(Page extract)
=====

This brings us to the end of the discussion on alternatives to auditing messages in a sender-receiver paradigm. Our library of auditing primitives thus consists of: (1) TTP-as-a-mail-server, (2) DuoMeter, (3) MonoMeter, (4) BasicPeer, (5) ConstrainedPeer. Let us now use these primitives as low level auditing systems in 3PIP containing SoCs.

### VII. ACCOUNTABILITY IN 3PIP-CONTAINING SOCS

As discussed in Section IV, high-level logs are sufficient to provide accountability in SoCs if the logs can be authenticated by an auditing system. In this section, we will apply the low-level auditing primitives compiled in Section VI to different types of SoCs, vary the attack model of the auditing system's saboteur, and prove to what degree the high-level certificates – IpCert, OpCert, QoSCert, and QoECert – can be generated.

### A. Preliminaries

### Classification of 3PIP-containing SoCs

Figure 6 depicts our proposed classification. The first class of SoCs are those with hosts trusted by the guests. The second class of SoCs are those where the host is untrusted by the guests, and the NoC is designed by the host. The third class of SoCs are those where the NoC is designed by a trusted guest, and the fourth class are those where the NoC is designed by an untrusted guest. Guests (other than the trusted NoC vendor in the third class) are untrusted by the host in all SoC classes. We present a range of solutions for each class of SoCs – it is up to the designers of the SoC to decide which solution is the most apt with respect to the particular scenario and budget.

### Taxonomy of Attacks on the Auditing System

A party may choose to sabotage the auditing system for two reasons: (i) to evade from being implicated for its own functional or timing error, or (ii) to implicate another party, even though its own performance is satisfactory. We call the second type of attacks "business related irrational attacks" (BRIAs), because the attacking party is doing so merely to destroy the credibility of the other. A BRIA is *not* done to evade being held responsible for one's own mistake.

### Implications of a Sound Audit

Theorem 3: Authentic high level logs of all jobs performed by a given guest G can be obtained by capturing low level

logs at the interface between H and G, as well as ensuring a sound audit.

*Proof*: Theorem 2 states that high level logs can be obtained from low level logs.

Next, we prove the authenticity of the high level logs. For each job j performed by G,

- (i) the integrity, non-repudiation, and atomicity properties are necessary and sufficient to certify the content of every message exchanged by H and G for a job j done by the latter, and hence to provide  $IpCert_j$  and  $OpCert_j$ ,
- (ii) the timeliness, non-repudiation, and atomicity properties are necessary and sufficient to certify the times of transfer of every message exchanged by H and G for a job j done by the latter, and hence to provide  $QoSCert_j$  and  $QoECert_j$ .

Thus, authentic high level logs are obtained.

Theorem 4: If low level logs are collected at every on-chip interface between mutually untrusting parties, and a sound low level audit is ensured, then accountability can be provided. *Proof*:

- By Definition 2, responsibility is assigned at the granularity of organizations. As explained in Section IV-A, two guests cannot directly communicate with each other. The communication must pass through the host. Thus, all inter-organizational (in terms of design) boundaries on a chip are host-guest interfaces. The host and all the guest vendors do not trust each other (this is the worst case complete mistrust). Thus, every host-guest interface involves two mutually untrusting parties.

=====

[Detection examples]
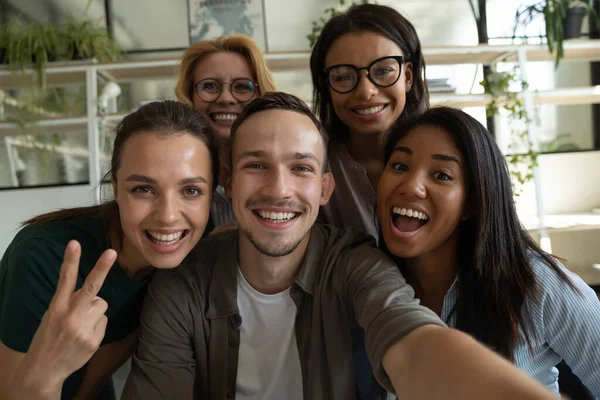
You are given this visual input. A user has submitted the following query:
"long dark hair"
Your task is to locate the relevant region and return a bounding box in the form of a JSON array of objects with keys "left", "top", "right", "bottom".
[
  {"left": 384, "top": 107, "right": 576, "bottom": 360},
  {"left": 310, "top": 4, "right": 429, "bottom": 140},
  {"left": 23, "top": 100, "right": 219, "bottom": 225}
]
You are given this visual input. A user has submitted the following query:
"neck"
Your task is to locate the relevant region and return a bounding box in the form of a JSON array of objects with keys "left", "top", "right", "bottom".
[
  {"left": 109, "top": 223, "right": 152, "bottom": 281},
  {"left": 217, "top": 139, "right": 230, "bottom": 186},
  {"left": 238, "top": 231, "right": 310, "bottom": 294},
  {"left": 346, "top": 132, "right": 383, "bottom": 164},
  {"left": 404, "top": 234, "right": 459, "bottom": 316}
]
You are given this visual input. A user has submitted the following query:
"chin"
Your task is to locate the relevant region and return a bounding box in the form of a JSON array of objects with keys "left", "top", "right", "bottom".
[{"left": 150, "top": 256, "right": 185, "bottom": 269}]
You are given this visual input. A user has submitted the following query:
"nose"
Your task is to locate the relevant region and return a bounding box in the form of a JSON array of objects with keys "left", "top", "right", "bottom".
[
  {"left": 154, "top": 194, "right": 181, "bottom": 225},
  {"left": 217, "top": 83, "right": 237, "bottom": 104},
  {"left": 356, "top": 70, "right": 377, "bottom": 100},
  {"left": 263, "top": 168, "right": 293, "bottom": 200},
  {"left": 401, "top": 172, "right": 427, "bottom": 199}
]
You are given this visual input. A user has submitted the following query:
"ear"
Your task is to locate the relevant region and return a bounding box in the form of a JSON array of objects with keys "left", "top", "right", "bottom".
[
  {"left": 402, "top": 62, "right": 413, "bottom": 92},
  {"left": 221, "top": 165, "right": 233, "bottom": 198},
  {"left": 319, "top": 172, "right": 335, "bottom": 206},
  {"left": 110, "top": 178, "right": 118, "bottom": 202}
]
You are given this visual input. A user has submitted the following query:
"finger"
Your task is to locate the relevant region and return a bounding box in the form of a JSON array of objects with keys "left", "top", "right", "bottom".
[
  {"left": 94, "top": 315, "right": 108, "bottom": 340},
  {"left": 52, "top": 240, "right": 81, "bottom": 302},
  {"left": 89, "top": 296, "right": 108, "bottom": 320},
  {"left": 75, "top": 249, "right": 117, "bottom": 310}
]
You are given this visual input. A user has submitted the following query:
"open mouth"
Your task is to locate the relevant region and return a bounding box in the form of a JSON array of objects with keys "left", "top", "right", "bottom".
[
  {"left": 391, "top": 207, "right": 429, "bottom": 232},
  {"left": 352, "top": 104, "right": 388, "bottom": 116},
  {"left": 210, "top": 113, "right": 238, "bottom": 124},
  {"left": 145, "top": 229, "right": 190, "bottom": 246},
  {"left": 253, "top": 210, "right": 300, "bottom": 224}
]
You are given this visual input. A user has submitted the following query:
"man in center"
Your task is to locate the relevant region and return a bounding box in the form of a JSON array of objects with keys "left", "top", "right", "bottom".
[{"left": 123, "top": 92, "right": 552, "bottom": 400}]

=====

(Work to do) Extend the SoC accountability text, starting right after its final sentence. The items have no connection to the SoC accountability text.

(Exercise result)
- By Theorem 3, low level logs at an interface between H
  and a G, as well as a sound audit, ensures authentic high
  level logs of all jobs performed by G.
- Low level logging, and a corresponding sound audit, at every interface between mutually untrusting parties, implies authentic high level logs of all jobs performed by every guest.
- By Theorem 1, this is sufficient to provide accountability in the SoC.

Figure 3 pictorially depicts the overview of the solution, showing how low level logging at every host-guest interface, accompanied by a sound low level audit, gives authentic high level logs, and hence accountability.

We will now describe accountability solutions that vary in three aspects: (i) the class of SoC, (ii) the low-level auditing primitive applied, and (iii) the attack model.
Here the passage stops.